=== Begin Enclosure ===
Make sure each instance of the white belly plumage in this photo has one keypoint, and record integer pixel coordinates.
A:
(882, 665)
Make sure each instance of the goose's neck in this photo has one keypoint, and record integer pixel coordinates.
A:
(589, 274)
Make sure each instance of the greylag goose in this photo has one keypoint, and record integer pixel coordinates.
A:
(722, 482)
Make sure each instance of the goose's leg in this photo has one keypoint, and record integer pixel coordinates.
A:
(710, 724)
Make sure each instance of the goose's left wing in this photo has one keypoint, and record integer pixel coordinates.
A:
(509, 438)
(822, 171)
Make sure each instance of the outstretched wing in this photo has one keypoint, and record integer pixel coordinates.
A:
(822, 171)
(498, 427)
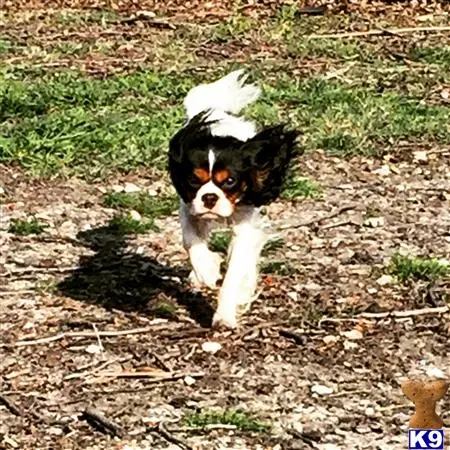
=== End Enclosure ===
== Required action ==
Go through the material above, and wherever a line contains the string "pixel", return it.

== Exercise output ==
Make sure each instance of the white belly plumage in this photo has one keypoint, and record integer pixel coordinates.
Make sure each instance of the goose's neck in this photo has one keypoint, and record integer pixel coordinates.
Make sure each instance of the greylag goose in this photo has one keypoint, and record integer pixel coordinates.
Make sure each instance of the goose's leg in this photo has one keypoint, and record integer pixel coordinates.
Make sure each instance of the goose's left wing in this photo has one keypoint, and record integer pixel coordinates.
Make sure each instance of the outstretched wing in this photo has one keypoint, and record integer pixel coordinates.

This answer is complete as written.